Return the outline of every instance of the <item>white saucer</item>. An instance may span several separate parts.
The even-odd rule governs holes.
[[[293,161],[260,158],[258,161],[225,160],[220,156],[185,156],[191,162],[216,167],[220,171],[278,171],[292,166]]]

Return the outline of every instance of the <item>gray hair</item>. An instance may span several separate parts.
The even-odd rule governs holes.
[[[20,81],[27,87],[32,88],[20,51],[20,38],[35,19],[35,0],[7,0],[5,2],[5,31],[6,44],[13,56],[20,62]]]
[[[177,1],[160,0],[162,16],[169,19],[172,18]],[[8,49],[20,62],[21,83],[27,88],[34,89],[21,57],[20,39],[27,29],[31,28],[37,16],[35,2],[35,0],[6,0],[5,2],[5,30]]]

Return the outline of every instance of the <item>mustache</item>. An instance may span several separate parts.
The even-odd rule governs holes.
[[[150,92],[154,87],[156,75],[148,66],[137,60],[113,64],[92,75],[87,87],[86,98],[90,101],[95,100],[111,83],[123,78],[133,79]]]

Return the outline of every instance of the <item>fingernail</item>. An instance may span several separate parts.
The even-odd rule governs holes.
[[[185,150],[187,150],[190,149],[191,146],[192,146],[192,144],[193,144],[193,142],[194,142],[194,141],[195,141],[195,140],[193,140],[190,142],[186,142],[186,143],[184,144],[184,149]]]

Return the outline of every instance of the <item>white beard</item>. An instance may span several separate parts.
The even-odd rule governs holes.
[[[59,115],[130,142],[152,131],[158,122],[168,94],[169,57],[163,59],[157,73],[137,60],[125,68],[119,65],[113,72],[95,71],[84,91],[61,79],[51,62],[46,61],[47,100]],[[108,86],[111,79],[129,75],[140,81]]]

### Written task
Can you arrange the data above as a two-column CSV with the headers instruction and outline, one row per instruction, putting each instruction's text and its outline in separate quoted fields with line breaks turned into spaces?

### Solution to the exercise
instruction,outline
"Return the outline of every instance of the <item>white saucer</item>. An instance may span several separate parts. The even-odd rule governs holes.","[[[293,161],[260,158],[258,161],[225,160],[220,156],[185,156],[191,162],[216,167],[220,171],[278,171],[292,166]]]"
"Return the outline of every instance of the <item>gray hair</item>. An instance may span several separate parts. The even-odd rule governs holes.","[[[20,81],[27,87],[32,88],[20,51],[20,38],[35,19],[35,0],[7,0],[5,2],[5,31],[6,44],[13,56],[20,62]]] [[[177,1],[160,0],[162,16],[169,19],[172,18]],[[8,49],[20,62],[21,83],[27,88],[34,89],[21,57],[20,39],[27,29],[31,28],[37,16],[35,2],[35,0],[6,0],[5,2],[5,30]]]"
"Return the outline of every instance of the <item>mustache</item>. An instance may span several separate parts. The even-odd rule governs holes.","[[[150,92],[154,87],[156,75],[148,66],[137,60],[113,64],[92,75],[87,87],[86,98],[90,101],[95,100],[111,83],[123,78],[133,79]]]"
"Return the outline of every instance of the <item>fingernail</item>. An instance may span several separate parts. The even-odd rule governs holes.","[[[185,150],[187,150],[190,149],[191,146],[192,146],[192,144],[193,144],[193,142],[194,142],[194,141],[195,141],[195,140],[193,140],[190,142],[186,142],[186,143],[184,144],[184,149]]]"
"Return the outline of every instance of the <item>white beard</item>. An instance may span several separate parts. The even-odd rule governs holes.","[[[59,115],[130,142],[152,131],[158,122],[168,94],[169,57],[163,59],[157,73],[137,60],[125,68],[119,65],[113,72],[95,71],[84,91],[61,79],[51,62],[46,61],[47,100]],[[108,86],[111,79],[129,75],[140,81]]]"